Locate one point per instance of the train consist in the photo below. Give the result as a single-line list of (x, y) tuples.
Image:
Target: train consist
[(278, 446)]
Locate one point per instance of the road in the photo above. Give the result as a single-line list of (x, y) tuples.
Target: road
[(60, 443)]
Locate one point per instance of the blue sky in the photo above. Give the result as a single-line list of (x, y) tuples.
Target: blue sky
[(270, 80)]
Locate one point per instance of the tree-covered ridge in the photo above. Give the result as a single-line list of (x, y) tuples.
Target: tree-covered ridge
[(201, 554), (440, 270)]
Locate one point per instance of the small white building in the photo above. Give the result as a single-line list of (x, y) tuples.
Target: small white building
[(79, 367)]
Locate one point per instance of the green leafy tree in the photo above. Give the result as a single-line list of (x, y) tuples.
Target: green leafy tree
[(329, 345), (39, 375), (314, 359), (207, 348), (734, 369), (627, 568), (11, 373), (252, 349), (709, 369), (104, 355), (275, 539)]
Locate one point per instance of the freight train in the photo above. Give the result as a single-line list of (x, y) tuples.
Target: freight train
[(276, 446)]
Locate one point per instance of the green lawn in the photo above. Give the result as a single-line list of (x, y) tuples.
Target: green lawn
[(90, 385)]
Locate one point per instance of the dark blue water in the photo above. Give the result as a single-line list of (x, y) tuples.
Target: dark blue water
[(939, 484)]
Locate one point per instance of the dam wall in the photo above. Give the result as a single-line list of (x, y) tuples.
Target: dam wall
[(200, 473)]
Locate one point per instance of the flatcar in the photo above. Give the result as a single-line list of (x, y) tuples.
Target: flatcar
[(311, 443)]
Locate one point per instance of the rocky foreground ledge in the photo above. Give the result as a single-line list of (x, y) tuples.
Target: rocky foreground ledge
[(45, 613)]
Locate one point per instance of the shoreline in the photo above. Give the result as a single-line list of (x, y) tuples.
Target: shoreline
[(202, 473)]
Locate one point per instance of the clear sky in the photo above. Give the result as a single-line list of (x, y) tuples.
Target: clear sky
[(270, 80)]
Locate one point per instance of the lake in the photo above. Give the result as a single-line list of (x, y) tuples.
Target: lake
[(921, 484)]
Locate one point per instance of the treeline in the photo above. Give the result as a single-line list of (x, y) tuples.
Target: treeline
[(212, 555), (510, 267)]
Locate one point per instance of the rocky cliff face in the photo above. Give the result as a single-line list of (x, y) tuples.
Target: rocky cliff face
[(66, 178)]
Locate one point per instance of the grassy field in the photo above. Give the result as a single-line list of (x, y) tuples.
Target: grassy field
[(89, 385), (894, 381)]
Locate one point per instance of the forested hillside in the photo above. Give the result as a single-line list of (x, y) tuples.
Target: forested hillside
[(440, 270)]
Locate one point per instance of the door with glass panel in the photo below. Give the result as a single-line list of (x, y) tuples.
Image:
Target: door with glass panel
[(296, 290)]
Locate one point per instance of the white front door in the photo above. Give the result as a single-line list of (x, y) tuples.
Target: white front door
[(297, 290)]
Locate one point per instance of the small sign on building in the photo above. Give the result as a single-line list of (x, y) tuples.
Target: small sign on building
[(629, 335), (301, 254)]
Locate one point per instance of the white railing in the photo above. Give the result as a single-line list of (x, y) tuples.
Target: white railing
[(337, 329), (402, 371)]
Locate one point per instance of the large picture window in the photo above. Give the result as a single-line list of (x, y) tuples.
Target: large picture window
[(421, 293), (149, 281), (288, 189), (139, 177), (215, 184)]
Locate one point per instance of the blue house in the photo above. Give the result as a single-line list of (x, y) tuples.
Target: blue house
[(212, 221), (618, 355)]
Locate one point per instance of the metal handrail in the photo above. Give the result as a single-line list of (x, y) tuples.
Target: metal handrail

#### WHAT IS ASKED:
Rewrite the lines between the ones holding "Locate one point per instance of the lake" and "[(921, 484)]", inclusive, as a numbered list, leaving out any blank lines.

#### SOLUTION FOR THIS EXERCISE:
1. Locate one point per instance of the lake in the photo above. Give the result as a single-line list of (x, y) tuples.
2. Target: lake
3. [(921, 484)]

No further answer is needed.